Given data:
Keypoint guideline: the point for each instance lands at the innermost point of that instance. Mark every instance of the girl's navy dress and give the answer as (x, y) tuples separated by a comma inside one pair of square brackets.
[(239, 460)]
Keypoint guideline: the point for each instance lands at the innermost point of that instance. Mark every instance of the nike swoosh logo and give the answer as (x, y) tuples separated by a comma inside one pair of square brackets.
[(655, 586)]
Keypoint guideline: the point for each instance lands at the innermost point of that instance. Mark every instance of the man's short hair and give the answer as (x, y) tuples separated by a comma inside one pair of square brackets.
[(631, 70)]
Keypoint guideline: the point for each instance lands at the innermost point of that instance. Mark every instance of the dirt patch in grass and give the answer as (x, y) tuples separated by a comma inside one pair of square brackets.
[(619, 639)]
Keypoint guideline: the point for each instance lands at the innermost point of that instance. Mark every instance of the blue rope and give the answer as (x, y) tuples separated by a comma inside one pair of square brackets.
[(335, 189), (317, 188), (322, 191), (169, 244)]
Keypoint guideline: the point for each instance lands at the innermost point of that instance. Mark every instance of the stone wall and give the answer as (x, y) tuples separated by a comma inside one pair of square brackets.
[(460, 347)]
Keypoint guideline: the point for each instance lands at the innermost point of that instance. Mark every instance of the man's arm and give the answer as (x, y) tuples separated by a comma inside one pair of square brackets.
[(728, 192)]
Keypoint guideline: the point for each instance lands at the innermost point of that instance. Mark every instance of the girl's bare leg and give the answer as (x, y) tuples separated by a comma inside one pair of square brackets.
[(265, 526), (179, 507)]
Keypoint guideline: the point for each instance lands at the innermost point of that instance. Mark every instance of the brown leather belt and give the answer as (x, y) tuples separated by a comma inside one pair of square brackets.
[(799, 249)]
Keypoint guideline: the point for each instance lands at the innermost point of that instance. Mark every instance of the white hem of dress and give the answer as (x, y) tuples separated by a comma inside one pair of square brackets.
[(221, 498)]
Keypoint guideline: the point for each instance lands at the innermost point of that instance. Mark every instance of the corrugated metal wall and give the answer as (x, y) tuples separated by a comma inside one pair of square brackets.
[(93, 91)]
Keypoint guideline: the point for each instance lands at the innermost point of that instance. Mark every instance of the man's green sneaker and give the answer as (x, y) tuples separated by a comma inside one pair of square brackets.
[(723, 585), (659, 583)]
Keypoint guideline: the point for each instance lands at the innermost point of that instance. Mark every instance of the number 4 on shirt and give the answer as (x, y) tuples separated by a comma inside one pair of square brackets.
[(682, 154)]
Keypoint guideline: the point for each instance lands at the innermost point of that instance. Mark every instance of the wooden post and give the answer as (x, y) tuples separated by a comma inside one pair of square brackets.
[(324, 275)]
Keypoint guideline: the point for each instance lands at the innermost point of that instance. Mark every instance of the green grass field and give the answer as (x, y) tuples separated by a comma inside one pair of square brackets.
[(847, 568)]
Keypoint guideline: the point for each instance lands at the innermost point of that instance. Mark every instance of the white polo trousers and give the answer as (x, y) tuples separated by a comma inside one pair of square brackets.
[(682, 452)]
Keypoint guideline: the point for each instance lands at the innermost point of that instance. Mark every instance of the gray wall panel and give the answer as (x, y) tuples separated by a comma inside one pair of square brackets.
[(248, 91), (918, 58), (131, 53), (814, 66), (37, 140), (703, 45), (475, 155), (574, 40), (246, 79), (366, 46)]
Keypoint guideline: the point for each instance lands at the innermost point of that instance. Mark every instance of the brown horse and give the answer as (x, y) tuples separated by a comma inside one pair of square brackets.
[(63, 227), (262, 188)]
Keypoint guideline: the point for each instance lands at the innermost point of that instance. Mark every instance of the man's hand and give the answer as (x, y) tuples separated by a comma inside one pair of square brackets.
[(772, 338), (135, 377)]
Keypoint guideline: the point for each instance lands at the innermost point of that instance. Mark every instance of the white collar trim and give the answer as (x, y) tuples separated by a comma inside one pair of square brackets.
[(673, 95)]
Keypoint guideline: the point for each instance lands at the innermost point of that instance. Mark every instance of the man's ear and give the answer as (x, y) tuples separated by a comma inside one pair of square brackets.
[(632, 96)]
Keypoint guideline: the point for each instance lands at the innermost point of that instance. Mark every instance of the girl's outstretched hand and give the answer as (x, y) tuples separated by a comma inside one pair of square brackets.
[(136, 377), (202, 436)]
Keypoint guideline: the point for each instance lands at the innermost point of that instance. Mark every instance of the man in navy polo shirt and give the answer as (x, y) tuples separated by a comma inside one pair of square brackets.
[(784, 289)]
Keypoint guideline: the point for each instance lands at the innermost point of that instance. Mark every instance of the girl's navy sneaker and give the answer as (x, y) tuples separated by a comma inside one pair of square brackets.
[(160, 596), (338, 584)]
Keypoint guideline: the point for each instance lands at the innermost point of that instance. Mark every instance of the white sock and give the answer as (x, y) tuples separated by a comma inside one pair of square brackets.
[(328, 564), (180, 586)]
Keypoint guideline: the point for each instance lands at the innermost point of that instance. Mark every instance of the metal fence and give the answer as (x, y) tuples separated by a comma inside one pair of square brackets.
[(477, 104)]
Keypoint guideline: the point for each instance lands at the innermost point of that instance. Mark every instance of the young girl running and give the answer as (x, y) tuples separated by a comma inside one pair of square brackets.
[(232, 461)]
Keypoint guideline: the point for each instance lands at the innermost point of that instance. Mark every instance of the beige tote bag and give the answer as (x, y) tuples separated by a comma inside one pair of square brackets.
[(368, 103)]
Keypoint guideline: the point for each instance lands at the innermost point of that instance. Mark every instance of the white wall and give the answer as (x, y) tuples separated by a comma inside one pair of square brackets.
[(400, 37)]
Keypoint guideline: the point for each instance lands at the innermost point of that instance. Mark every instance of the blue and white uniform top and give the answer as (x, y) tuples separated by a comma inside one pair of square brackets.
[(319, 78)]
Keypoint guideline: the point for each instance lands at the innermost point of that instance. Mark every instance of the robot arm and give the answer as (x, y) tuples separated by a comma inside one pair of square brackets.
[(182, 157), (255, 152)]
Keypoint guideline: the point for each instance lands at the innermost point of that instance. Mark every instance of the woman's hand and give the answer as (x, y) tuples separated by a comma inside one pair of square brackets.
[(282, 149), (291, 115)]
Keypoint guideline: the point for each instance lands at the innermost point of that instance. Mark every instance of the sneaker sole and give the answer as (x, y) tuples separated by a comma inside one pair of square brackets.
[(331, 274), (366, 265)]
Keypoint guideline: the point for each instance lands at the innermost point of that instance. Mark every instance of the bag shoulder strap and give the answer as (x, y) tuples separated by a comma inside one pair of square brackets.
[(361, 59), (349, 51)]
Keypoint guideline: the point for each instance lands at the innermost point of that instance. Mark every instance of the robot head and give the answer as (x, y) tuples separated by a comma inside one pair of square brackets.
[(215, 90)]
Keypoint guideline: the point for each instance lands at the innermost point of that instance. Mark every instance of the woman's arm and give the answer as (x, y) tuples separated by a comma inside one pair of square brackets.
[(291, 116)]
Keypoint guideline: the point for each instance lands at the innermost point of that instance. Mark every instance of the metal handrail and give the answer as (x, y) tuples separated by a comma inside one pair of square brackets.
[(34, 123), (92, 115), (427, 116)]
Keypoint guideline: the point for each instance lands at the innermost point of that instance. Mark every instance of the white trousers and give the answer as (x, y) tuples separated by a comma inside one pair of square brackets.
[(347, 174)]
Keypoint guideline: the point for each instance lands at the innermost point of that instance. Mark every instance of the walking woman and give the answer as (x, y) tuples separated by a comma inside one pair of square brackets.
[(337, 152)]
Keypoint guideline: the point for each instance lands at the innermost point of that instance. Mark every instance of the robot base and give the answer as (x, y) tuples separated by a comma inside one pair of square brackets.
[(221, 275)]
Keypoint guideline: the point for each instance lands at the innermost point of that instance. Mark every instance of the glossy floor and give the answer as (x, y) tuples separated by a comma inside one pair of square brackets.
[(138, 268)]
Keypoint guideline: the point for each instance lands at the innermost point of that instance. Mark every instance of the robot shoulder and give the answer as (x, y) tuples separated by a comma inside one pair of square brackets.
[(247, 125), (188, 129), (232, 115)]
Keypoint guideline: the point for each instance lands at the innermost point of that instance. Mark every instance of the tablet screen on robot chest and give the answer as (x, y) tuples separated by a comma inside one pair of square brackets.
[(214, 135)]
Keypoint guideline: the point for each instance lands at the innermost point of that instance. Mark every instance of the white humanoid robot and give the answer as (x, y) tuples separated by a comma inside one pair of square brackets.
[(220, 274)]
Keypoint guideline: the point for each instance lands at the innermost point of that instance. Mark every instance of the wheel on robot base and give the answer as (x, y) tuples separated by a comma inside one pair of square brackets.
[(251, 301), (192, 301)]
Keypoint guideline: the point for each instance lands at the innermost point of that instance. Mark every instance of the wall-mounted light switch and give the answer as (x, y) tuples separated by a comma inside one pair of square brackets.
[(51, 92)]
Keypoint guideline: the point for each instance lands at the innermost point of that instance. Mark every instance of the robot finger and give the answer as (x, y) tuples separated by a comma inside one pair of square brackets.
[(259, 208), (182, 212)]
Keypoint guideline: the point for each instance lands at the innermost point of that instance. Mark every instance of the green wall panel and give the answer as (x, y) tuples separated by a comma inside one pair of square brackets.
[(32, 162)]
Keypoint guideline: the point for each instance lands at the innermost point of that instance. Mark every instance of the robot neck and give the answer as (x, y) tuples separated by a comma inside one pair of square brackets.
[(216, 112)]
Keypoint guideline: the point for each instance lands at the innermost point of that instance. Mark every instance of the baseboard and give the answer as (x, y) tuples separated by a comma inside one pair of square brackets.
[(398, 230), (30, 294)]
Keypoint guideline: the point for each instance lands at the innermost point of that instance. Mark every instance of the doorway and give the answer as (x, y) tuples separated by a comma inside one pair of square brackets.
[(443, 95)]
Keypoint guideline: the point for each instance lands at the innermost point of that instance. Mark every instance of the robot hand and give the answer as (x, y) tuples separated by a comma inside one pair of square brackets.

Exercise directions:
Copy out the entries word for word, from the first line down to and including the line that contains "[(335, 189), (317, 188), (322, 191), (169, 244)]".

Solution below:
Keypoint guideline: the point for each instance lands at the innermost point of that instance. Mark every instance of the girl's navy dress and give the answer as (x, y) tuples separated by a comma inside one pair of square brackets.
[(239, 460)]
Keypoint guideline: the point for each instance lands at the innermost point of that instance. Mark every instance of the nike swoosh logo and give the answer as (x, y) tuples separated by a comma inside one pair of square brackets.
[(655, 586)]
Keypoint guideline: the point for each instance lands at the innermost point of that instance. Mark every instance of the man's short hair and give the answer as (x, y) tuples separated by a comma inside one pair of square brackets.
[(631, 70)]
Keypoint guideline: the point for each instance lands at the innermost point of that instance. Mark every instance of the dirt patch in grass and give the answer as (x, y) tuples separated by a comma inside one pair of square brackets.
[(619, 639)]
Keypoint guideline: the point for each instance lands at the innermost point of that instance. Mark every instance of the blue rope and give the answer as (x, y) tuples separated by a comma inside one pair of square brackets.
[(335, 189), (317, 188), (322, 191), (169, 244)]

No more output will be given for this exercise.